━━━ TRECHO FORNECIDO ━━━

Personalidades históricas: Miguel de Cervantes

Miguel de Cervantes

Um dos escritores de maior repercussão na literatura universal, Cervantes criou com o Dom Quixote uma das obras-primas da literatura de todos os tempos: com ela nasceu o romance moderno e seu herói tornou-se o arquétipo do idealista a qualquer preço.
Miguel de Cervantes Saavedra nasceu em Alcalá de Henares, provavelmente em 29 de setembro (dia de são Miguel) de 1547, e sabe-se que foi batizado em 9 de outubro. Estudou em Valladolid e Madri, serviu a partir de 1569 como soldado na Itália e participou, em 7 de outubro de 1571, da vitoriosa batalha naval de Lepanto contra os turcos, em que saiu gravemente ferido. Participando da expedição contra Túnis, em 1575 foi feito prisioneiro por um corsário árabe e passou cinco anos no cativeiro, mas recebeu bom tratamento de seus carcereiros, apesar das quatro tentativas de fuga, e em 1580 foi resgatado por um religioso trinitário.

━━━

# LISTA DE TAREFAS
A. Segundo o trecho sobre Cervantes, de que batalha naval ele participou em 7 de outubro de 1571?
B. As afirmações a seguir estão de acordo com o trecho sobre Cervantes? Responda sim ou não a cada uma e cite as palavras do trecho que decidem. (i) Cervantes foi batizado em 9 de outubro. (ii) Cervantes estudou em Sevilha e Madri. (iii) Cervantes passou dez anos no cativeiro.

━━━ DADOS COLETADOS ━━━

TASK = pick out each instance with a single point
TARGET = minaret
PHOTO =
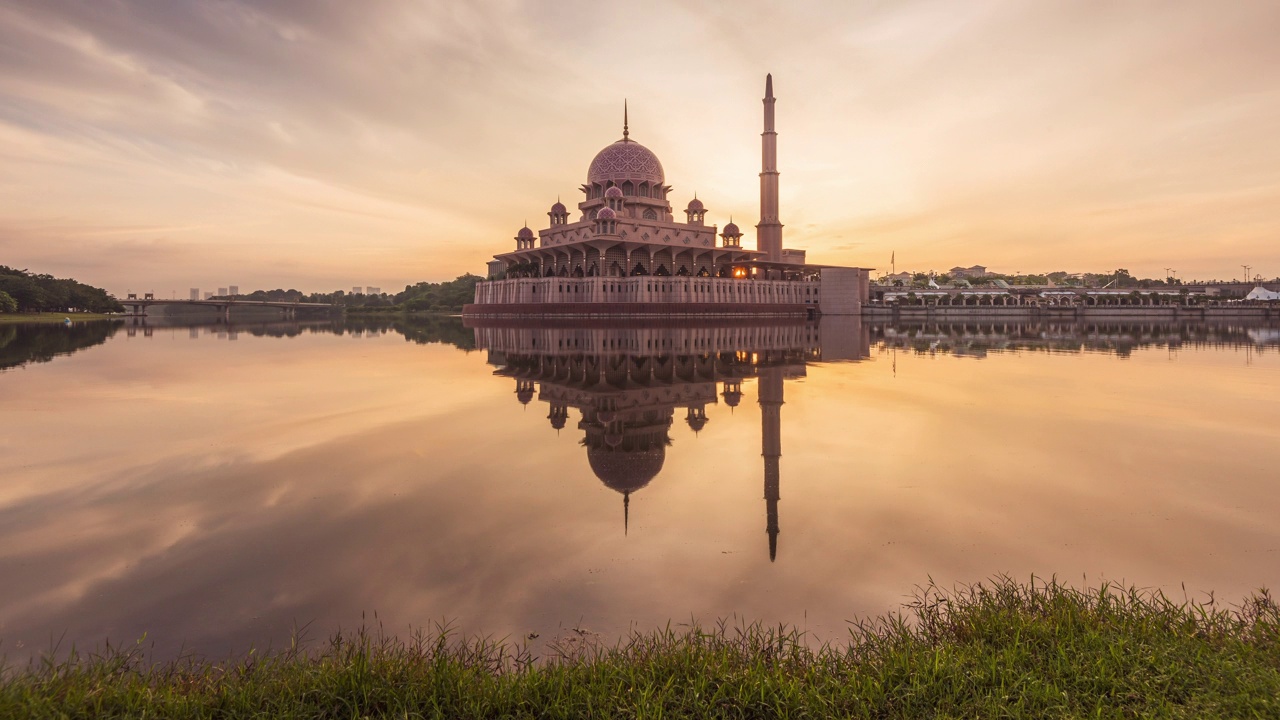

━━━

# RESULTADOS FINAIS
A. Da batalha naval de Lepanto, contra os turcos.

B.
(i) Sim: “sabe-se que foi batizado em 9 de outubro”.
(ii) Não: “Estudou em Valladolid e Madri”.
(iii) Não: “passou cinco anos no cativeiro”.